- ZADANIA DO WYKONANIA:
a: Odpowiedz na pytania do tekstu o terapii małżeńskiej:
(i) Co według tekstu zaczyna się po etapie „różowych okularów”?
(ii) Jaką funkcję pełni terapeuta?
(iii) Czego boi się wiele osób, które nie chcą brać udziału w terapii dla par?
b: Kontynuuj tekst o terapii małżeńskiej od miejsca, w którym się kończy.

- TEKST ĆWICZENIA:
Terapia małżeńska. Jak wyjść z kryzysu?

Prawdopodobnie większość osób, które były (lub są) w wieloletnich związkach wie, że po etapie przysłowiowych „różowych okularów” zaczyna się proza życia. Zarówno małżeństwa, jak i związki niesformalizowane prędzej czy później dopada kryzys, a partnerzy zaczynają poważnie myśleć o rozstaniu się. To czas, w którym powinni oni zdecydować się na terapię dla par. Może ona pomóc im przejść kryzys tak, by związek stał się jeszcze bardziej dojrzały, lub nauczyć partnerów, jak rozejść się bez wzajemnych pretensji.

Terapeuta nie ocenia!

Wiele osób nie chce brać udziału w terapii dla par, gdyż boją się one, że terapeuta przyzna racje partnerowi, a winą za rozpad związku obarczy tylko jedną osobę. Jeszcze inni nie wierzą, że obca osoba może podać „złote rady” i rozwiązać konkretne problemy pary. Przed zapisaniem się na terapie, małżonkowie muszą zdać sobie sprawę z tego, że terapeuta nie będzie oceniał żadnego z nich i nie nakaże im, co mają robić. Terapeuta pełni funkcję mediatora, który uczy partnerów komunikowania się. Specjalista zachęca obie strony do jasnego wyrażania swoich potrzeb i pragnień, a także do spojrzenia na dany problem bez głęboko zakorzenionych uprzedzeń. Terapia małżeńska przede wszystkim pomoże obojgu ludzi zrozumieć, czy kryzys jest wynikiem nieporozumień, mimo autentycznej miłości obu stron, czy też relacja zakończyła się dawno temu. To dobry punkt do podjęcia przez partnerów decyzji, czy chcą odbudować dojrzały związek, czy świadomie go zakończyć, bez ranienia się i tworzenia traum.

- BLOK DANYCH:
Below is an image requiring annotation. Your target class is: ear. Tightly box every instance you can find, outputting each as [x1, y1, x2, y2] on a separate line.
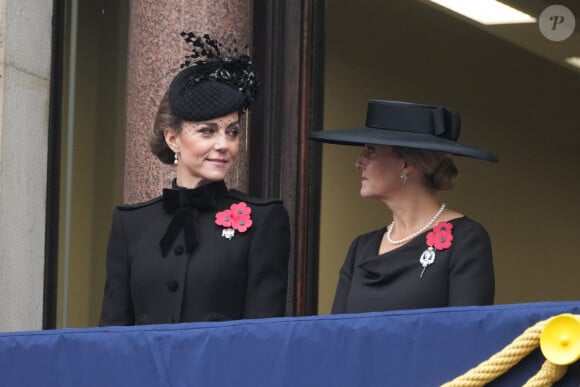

- ODPOWIEDZI PONIŻEJ:
a:
(i) Proza życia.
(ii) Funkcję mediatora, który uczy partnerów komunikowania się.
(iii) Boją się, że terapeuta przyzna rację partnerowi, a winą za rozpad związku obarczy tylko jedną osobę.

b:
Źródło konfliktu

Często okazuje się, że źródłem kryzysu nie jest brak miłości między małżonkami, lecz kryzys rozwojowy jednej lub obu stron. Może on być spowodowany narodzinami i opieką nad dzieckiem, sukcesem zawodowym jednej ze stron, czy innym wydarzeniem, które może zachwiać poczuciem bezpieczeństwa partnerów. Dla osób tkwiących w związkach, w których pojawiają się problemy z uzależnieniem czy przemoc domowa, wspólna terapia może być pierwszym krokiem do świadomego zakończenia tzw. toksycznej relacji. Terapeuta nie usunie źródła konfliktu. Zaproponuje za to sposoby samodzielnej pracy nad związkiem poza gabinetem i nauczy partnerów, jak rozmawiać, by utrzymywać konstruktywny kierunek. Terapia nauczy patrzeć obojga partnerów na siebie samych, zrozumieć im ich własne reakcje, a także to, jak wpływają one na drugą połówkę. Terapia małżeńska wciąż kojarzy się w Polsce z etapem przedrozwodowym, gdy ma być ostatnią deską ratunku. Warto jednak wybrać się razem do terapeuty wcześniej, gdy małżonkowie czują, że się od siebie oddalają, coraz częściej dochodzi do kłótni, a cele i plany partnerów przestają być tożsame.